= Try it =
Where the line with "Return the segmentation of every instance of the asphalt" appears below, start writing out lines exactly, and finish with the line with "Return the segmentation of every instance of the child", which is included; write out nothing else.

Records from a dataset
——
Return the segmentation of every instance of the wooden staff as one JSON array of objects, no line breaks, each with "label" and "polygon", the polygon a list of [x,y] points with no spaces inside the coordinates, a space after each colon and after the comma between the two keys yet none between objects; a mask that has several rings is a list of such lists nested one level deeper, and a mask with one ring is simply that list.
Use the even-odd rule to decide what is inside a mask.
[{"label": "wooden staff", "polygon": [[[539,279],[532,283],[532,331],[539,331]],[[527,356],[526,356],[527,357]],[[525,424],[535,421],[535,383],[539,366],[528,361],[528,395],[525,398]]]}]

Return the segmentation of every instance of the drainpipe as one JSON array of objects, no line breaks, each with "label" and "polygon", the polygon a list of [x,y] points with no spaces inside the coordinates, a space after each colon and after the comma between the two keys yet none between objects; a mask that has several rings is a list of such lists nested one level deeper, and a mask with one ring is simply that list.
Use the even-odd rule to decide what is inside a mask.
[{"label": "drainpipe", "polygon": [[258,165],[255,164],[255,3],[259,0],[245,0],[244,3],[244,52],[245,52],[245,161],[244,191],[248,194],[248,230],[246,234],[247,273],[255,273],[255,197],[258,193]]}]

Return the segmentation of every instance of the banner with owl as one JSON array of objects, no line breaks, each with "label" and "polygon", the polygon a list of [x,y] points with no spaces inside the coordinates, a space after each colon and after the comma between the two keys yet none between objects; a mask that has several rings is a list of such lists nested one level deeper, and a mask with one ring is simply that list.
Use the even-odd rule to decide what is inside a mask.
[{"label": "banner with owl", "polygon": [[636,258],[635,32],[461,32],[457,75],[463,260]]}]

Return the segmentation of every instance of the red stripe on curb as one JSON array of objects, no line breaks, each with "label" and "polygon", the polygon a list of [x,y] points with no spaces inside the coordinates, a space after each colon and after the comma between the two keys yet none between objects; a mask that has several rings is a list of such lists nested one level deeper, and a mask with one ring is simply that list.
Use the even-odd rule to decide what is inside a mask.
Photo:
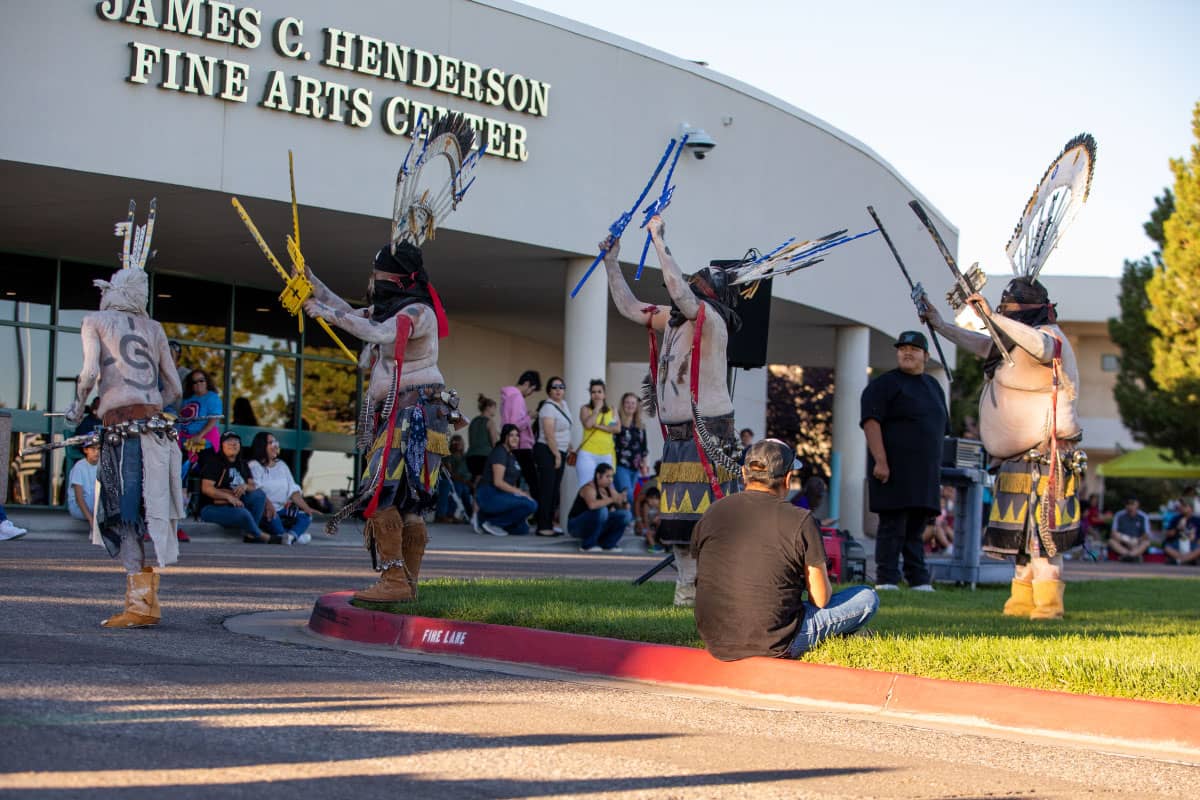
[{"label": "red stripe on curb", "polygon": [[1200,749],[1200,706],[935,680],[778,658],[718,661],[691,647],[369,611],[350,605],[352,596],[335,592],[320,597],[309,629],[335,639],[425,653]]}]

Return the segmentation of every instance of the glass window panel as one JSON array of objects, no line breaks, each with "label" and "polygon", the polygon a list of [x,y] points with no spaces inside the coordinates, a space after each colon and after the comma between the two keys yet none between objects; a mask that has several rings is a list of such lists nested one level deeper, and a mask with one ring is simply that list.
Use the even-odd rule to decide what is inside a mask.
[{"label": "glass window panel", "polygon": [[[329,327],[342,340],[342,343],[350,349],[355,361],[357,361],[358,354],[362,352],[362,342],[336,325],[330,324]],[[305,355],[346,360],[346,354],[342,352],[342,348],[338,347],[337,343],[329,337],[329,334],[325,332],[325,329],[321,327],[319,322],[311,318],[304,321],[304,353]]]},{"label": "glass window panel", "polygon": [[301,427],[353,434],[358,419],[357,369],[349,364],[304,361]]},{"label": "glass window panel", "polygon": [[0,253],[0,319],[50,323],[55,262]]},{"label": "glass window panel", "polygon": [[51,454],[21,455],[25,448],[45,444],[46,441],[47,436],[44,433],[13,434],[10,451],[13,454],[13,462],[9,470],[6,503],[36,506],[53,504],[50,493]]},{"label": "glass window panel", "polygon": [[234,351],[230,364],[231,424],[292,427],[296,359]]},{"label": "glass window panel", "polygon": [[353,454],[330,450],[307,452],[310,454],[306,463],[308,470],[300,481],[304,496],[316,497],[326,509],[340,509],[354,491]]},{"label": "glass window panel", "polygon": [[[151,294],[154,318],[170,339],[225,344],[230,287],[209,281],[155,274]],[[199,367],[184,359],[184,366]]]},{"label": "glass window panel", "polygon": [[[305,327],[310,324],[316,325],[305,317]],[[296,318],[283,310],[279,292],[238,286],[234,291],[233,343],[294,352],[300,343],[300,327]]]},{"label": "glass window panel", "polygon": [[50,332],[0,325],[0,408],[45,411]]},{"label": "glass window panel", "polygon": [[[78,333],[59,332],[55,335],[54,359],[54,403],[52,411],[66,411],[75,399],[75,383],[83,369],[83,338]],[[99,387],[92,389],[92,398],[99,394]]]},{"label": "glass window panel", "polygon": [[58,324],[78,328],[83,318],[100,309],[100,290],[92,285],[97,278],[108,280],[115,266],[96,266],[64,261],[62,283],[58,288]]}]

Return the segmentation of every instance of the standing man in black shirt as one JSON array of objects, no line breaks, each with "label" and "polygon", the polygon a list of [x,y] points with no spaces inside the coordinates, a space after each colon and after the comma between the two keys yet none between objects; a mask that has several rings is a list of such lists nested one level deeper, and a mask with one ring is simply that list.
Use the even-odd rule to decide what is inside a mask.
[{"label": "standing man in black shirt", "polygon": [[904,331],[895,348],[899,366],[863,390],[859,422],[867,436],[871,510],[879,515],[875,588],[896,588],[903,551],[908,585],[932,592],[921,534],[941,508],[942,439],[949,432],[946,395],[925,374],[925,334]]},{"label": "standing man in black shirt", "polygon": [[722,661],[796,658],[866,625],[879,597],[869,586],[833,593],[821,531],[787,501],[792,448],[765,439],[745,455],[745,490],[713,503],[692,533],[696,629]]}]

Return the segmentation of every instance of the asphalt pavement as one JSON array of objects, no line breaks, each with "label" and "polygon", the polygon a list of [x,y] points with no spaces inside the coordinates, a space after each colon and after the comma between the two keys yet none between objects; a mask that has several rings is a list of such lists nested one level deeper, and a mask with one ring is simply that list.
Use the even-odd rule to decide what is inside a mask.
[{"label": "asphalt pavement", "polygon": [[[424,574],[627,579],[654,563],[561,540],[437,545],[448,538]],[[296,627],[319,594],[368,583],[366,553],[345,542],[201,537],[163,575],[162,625],[126,631],[98,627],[123,585],[103,550],[0,543],[0,797],[1194,793],[1193,765],[1083,743],[235,632],[273,619],[246,616],[260,612]]]}]

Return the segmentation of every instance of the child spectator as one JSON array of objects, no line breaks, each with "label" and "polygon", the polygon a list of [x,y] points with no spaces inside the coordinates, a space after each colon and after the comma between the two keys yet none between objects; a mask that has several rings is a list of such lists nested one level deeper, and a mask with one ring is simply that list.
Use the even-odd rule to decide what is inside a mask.
[{"label": "child spectator", "polygon": [[655,487],[644,489],[637,498],[635,518],[637,533],[646,540],[647,553],[662,553],[663,547],[658,543],[658,514],[662,497]]},{"label": "child spectator", "polygon": [[[463,438],[458,434],[450,437],[450,455],[442,460],[446,471],[450,473],[447,479],[443,473],[437,484],[437,522],[466,522],[471,517],[475,501],[471,497],[471,471],[467,469],[467,457],[463,453]],[[458,494],[459,502],[465,516],[457,519],[451,511],[453,498],[451,492]]]},{"label": "child spectator", "polygon": [[71,467],[67,479],[67,513],[92,527],[92,510],[96,507],[96,465],[100,463],[100,443],[83,448],[83,458]]},{"label": "child spectator", "polygon": [[1197,538],[1196,522],[1188,517],[1180,517],[1175,522],[1167,540],[1163,542],[1163,552],[1171,564],[1200,563],[1200,539]]}]

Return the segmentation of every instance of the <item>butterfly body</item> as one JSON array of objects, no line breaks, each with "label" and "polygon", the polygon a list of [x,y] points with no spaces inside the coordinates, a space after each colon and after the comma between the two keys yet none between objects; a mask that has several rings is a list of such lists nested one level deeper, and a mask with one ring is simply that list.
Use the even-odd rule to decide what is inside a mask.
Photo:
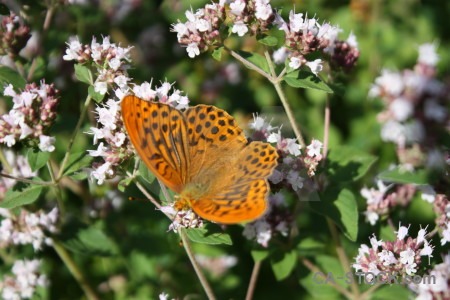
[{"label": "butterfly body", "polygon": [[270,144],[248,143],[225,111],[198,105],[181,112],[167,104],[126,96],[122,116],[148,168],[179,194],[177,208],[233,224],[266,210],[267,177],[278,155]]}]

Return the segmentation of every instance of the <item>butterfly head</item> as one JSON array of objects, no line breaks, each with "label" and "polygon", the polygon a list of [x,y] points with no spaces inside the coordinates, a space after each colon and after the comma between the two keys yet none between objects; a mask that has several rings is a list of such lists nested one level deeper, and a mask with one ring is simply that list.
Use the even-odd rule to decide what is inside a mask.
[{"label": "butterfly head", "polygon": [[187,184],[177,197],[175,209],[186,210],[205,194],[206,187],[201,183]]}]

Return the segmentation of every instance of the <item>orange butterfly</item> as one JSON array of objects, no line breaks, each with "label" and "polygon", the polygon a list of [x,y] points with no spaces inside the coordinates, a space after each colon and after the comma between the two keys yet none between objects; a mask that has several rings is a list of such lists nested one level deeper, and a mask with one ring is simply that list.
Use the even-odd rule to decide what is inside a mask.
[{"label": "orange butterfly", "polygon": [[264,214],[277,151],[268,143],[248,143],[228,113],[208,105],[181,112],[126,96],[122,117],[139,156],[179,194],[181,206],[224,224]]}]

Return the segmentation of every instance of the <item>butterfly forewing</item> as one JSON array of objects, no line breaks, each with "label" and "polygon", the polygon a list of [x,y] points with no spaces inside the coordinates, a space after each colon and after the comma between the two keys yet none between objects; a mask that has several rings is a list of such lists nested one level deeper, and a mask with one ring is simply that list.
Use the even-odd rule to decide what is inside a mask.
[{"label": "butterfly forewing", "polygon": [[122,116],[131,142],[144,163],[166,186],[181,192],[189,173],[183,114],[167,104],[126,96],[122,100]]}]

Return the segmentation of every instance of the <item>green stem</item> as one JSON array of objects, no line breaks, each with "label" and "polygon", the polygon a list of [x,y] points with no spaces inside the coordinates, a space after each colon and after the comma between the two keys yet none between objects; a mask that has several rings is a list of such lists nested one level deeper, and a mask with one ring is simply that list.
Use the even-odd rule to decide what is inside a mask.
[{"label": "green stem", "polygon": [[[137,188],[142,192],[142,194],[144,194],[144,196],[147,197],[148,200],[150,200],[150,202],[153,203],[158,209],[161,209],[161,204],[159,204],[158,201],[156,201],[156,199],[153,198],[152,195],[150,195],[149,192],[147,192],[147,190],[144,188],[144,186],[142,184],[140,184],[139,181],[137,181],[136,177],[134,177],[128,171],[127,171],[127,176],[132,177],[133,178],[133,182],[136,184]],[[172,219],[169,215],[166,214],[166,216],[169,219]]]},{"label": "green stem", "polygon": [[261,261],[255,262],[253,265],[252,276],[250,277],[250,283],[248,284],[247,295],[245,300],[253,299],[253,292],[255,291],[256,280],[258,279],[259,270],[261,269]]},{"label": "green stem", "polygon": [[200,283],[202,284],[203,289],[205,290],[205,293],[208,296],[208,299],[215,300],[216,297],[214,296],[211,286],[206,280],[206,277],[203,274],[202,269],[200,268],[197,260],[195,259],[194,252],[192,251],[191,245],[189,243],[189,239],[187,238],[186,232],[184,231],[183,228],[180,228],[179,234],[181,237],[181,242],[183,243],[183,247],[186,250],[187,255],[189,256],[192,266],[194,267],[195,273],[197,274],[197,277],[200,280]]},{"label": "green stem", "polygon": [[379,287],[381,287],[380,283],[376,283],[376,284],[372,285],[367,291],[362,293],[358,299],[365,300],[365,299],[369,298],[370,295],[372,295],[372,293],[375,292]]},{"label": "green stem", "polygon": [[261,69],[260,67],[258,67],[257,65],[249,62],[248,60],[246,60],[245,58],[243,58],[242,56],[240,56],[237,52],[234,52],[233,50],[231,50],[230,48],[228,48],[227,46],[223,45],[224,49],[226,51],[228,51],[228,53],[231,54],[231,56],[233,56],[234,58],[236,58],[237,60],[239,60],[241,63],[243,63],[244,65],[249,66],[251,69],[255,70],[256,72],[258,72],[259,74],[261,74],[262,76],[266,77],[267,79],[269,79],[271,82],[276,80],[276,78],[270,76],[270,74],[267,74],[266,72],[264,72],[263,69]]},{"label": "green stem", "polygon": [[286,95],[284,94],[283,88],[281,87],[280,80],[278,80],[278,77],[275,74],[275,67],[273,65],[273,61],[270,58],[269,52],[264,51],[264,55],[266,56],[267,63],[269,64],[269,69],[270,69],[270,72],[272,73],[272,77],[275,78],[274,80],[271,80],[271,83],[275,87],[278,97],[280,97],[281,103],[283,104],[284,110],[286,111],[286,114],[289,119],[289,123],[291,124],[292,129],[294,130],[295,136],[297,137],[297,140],[299,141],[300,145],[302,145],[302,148],[304,149],[306,147],[305,141],[303,140],[303,136],[300,131],[300,128],[298,128],[297,122],[295,121],[294,113],[292,112],[289,102],[286,99]]},{"label": "green stem", "polygon": [[[314,272],[315,274],[319,275],[320,277],[322,277],[323,279],[326,279],[326,275],[324,272],[322,272],[316,265],[314,265],[311,261],[309,261],[306,258],[300,258],[300,261],[303,263],[303,265],[305,267],[308,268],[308,270],[310,270],[311,272]],[[354,296],[347,291],[344,287],[342,287],[341,285],[335,283],[335,284],[331,284],[331,287],[333,287],[335,290],[337,290],[339,293],[341,293],[342,295],[344,295],[345,297],[347,297],[347,299],[355,299]]]},{"label": "green stem", "polygon": [[56,200],[58,201],[59,205],[60,216],[64,218],[66,210],[64,207],[63,193],[61,187],[56,183],[55,172],[53,171],[53,167],[50,161],[47,162],[47,168],[48,173],[50,173],[50,178],[52,179],[52,182],[55,184],[54,191],[56,194]]},{"label": "green stem", "polygon": [[5,154],[3,153],[3,149],[0,150],[0,162],[3,165],[3,168],[8,171],[8,173],[12,173],[11,165],[9,164],[8,160],[6,160]]},{"label": "green stem", "polygon": [[9,179],[14,179],[14,180],[16,180],[16,181],[26,182],[26,183],[32,183],[32,184],[38,184],[38,185],[49,185],[49,186],[54,186],[54,185],[56,185],[54,182],[31,180],[31,179],[26,179],[26,178],[20,178],[20,177],[11,176],[11,175],[4,174],[4,173],[0,173],[0,177],[6,177],[6,178],[9,178]]},{"label": "green stem", "polygon": [[75,264],[74,260],[70,256],[70,254],[67,252],[67,250],[59,243],[57,240],[53,240],[53,248],[55,249],[56,253],[58,253],[61,260],[64,262],[64,264],[69,269],[72,276],[76,279],[80,287],[83,289],[84,294],[89,300],[100,300],[100,298],[97,296],[95,291],[92,289],[92,287],[89,285],[86,278],[83,276],[83,273],[81,273],[78,266]]},{"label": "green stem", "polygon": [[344,248],[341,245],[341,241],[339,240],[339,234],[337,232],[336,225],[334,225],[333,221],[328,217],[327,217],[327,223],[328,223],[328,227],[331,232],[331,236],[333,237],[334,243],[336,244],[336,253],[339,257],[342,268],[344,269],[344,272],[346,274],[351,274],[351,276],[352,276],[352,279],[351,279],[352,283],[350,285],[352,294],[355,299],[358,299],[358,297],[359,297],[358,285],[356,284],[355,276],[353,276],[353,272],[350,268],[350,262],[347,258],[347,255],[345,254]]},{"label": "green stem", "polygon": [[61,163],[61,167],[59,169],[58,176],[56,176],[56,182],[59,182],[61,180],[61,177],[64,174],[64,169],[69,160],[70,152],[72,151],[72,147],[73,147],[73,143],[75,142],[75,138],[78,135],[78,131],[80,130],[80,127],[83,124],[84,118],[86,117],[86,112],[89,107],[89,104],[91,103],[91,100],[92,100],[92,97],[90,95],[88,95],[86,97],[86,101],[84,102],[83,109],[81,110],[81,115],[80,115],[80,118],[78,119],[78,123],[77,123],[77,126],[75,127],[75,131],[72,134],[72,137],[70,139],[69,146],[67,147],[66,155],[64,156],[64,159]]}]

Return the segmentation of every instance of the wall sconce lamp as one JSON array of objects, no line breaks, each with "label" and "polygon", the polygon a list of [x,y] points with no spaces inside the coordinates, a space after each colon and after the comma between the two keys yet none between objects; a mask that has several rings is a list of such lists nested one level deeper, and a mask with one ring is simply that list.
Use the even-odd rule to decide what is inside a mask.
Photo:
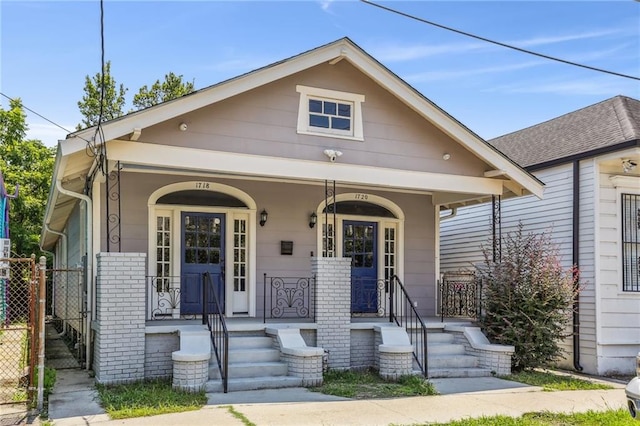
[{"label": "wall sconce lamp", "polygon": [[633,160],[629,160],[628,158],[622,159],[622,171],[625,173],[631,173],[636,169],[637,165],[638,163]]},{"label": "wall sconce lamp", "polygon": [[181,132],[186,132],[187,131],[187,123],[180,123],[180,126],[178,126],[178,128],[180,129]]},{"label": "wall sconce lamp", "polygon": [[451,159],[451,154],[449,154],[448,152],[445,152],[444,154],[442,154],[442,159],[444,161],[448,161],[449,159]]},{"label": "wall sconce lamp", "polygon": [[264,226],[267,223],[267,218],[269,217],[269,213],[265,209],[262,209],[260,212],[260,226]]},{"label": "wall sconce lamp", "polygon": [[318,215],[316,214],[316,212],[311,213],[311,216],[309,216],[309,228],[313,228],[314,226],[316,226],[317,222]]}]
——
= Response to the exercise =
Return the segmentation of every instance of the asphalt pavement as one JSON array of objects, no line breaks, each with "label" and "polygon", the polygon a list of [x,y] points with no spaces inside the coordinates, a space after each colon and after the comma between the two keys yet none between objects; a mask that has several rings is a list of such lists nested one level deeper, and a mask with one ring is simply that list.
Use the even-odd rule to decide what is inside a mask.
[{"label": "asphalt pavement", "polygon": [[[424,574],[627,579],[654,563],[561,540],[437,545],[448,538]],[[296,627],[319,594],[368,583],[366,553],[345,542],[201,537],[163,575],[162,625],[126,631],[98,627],[123,585],[103,550],[0,543],[0,797],[1194,793],[1193,765],[1083,743],[235,632],[273,619],[246,616],[260,612]]]}]

Return the segmentation of every instance of the child spectator as one JSON array of objects, no line breaks, each with "label" and "polygon", the polygon a list of [x,y] points with no spaces inside the coordinates, a space after each colon and after the comma between the two keys yet none between objects; a mask that has several rings is a list of such lists nested one level deeper, and a mask with one ring is simply that list.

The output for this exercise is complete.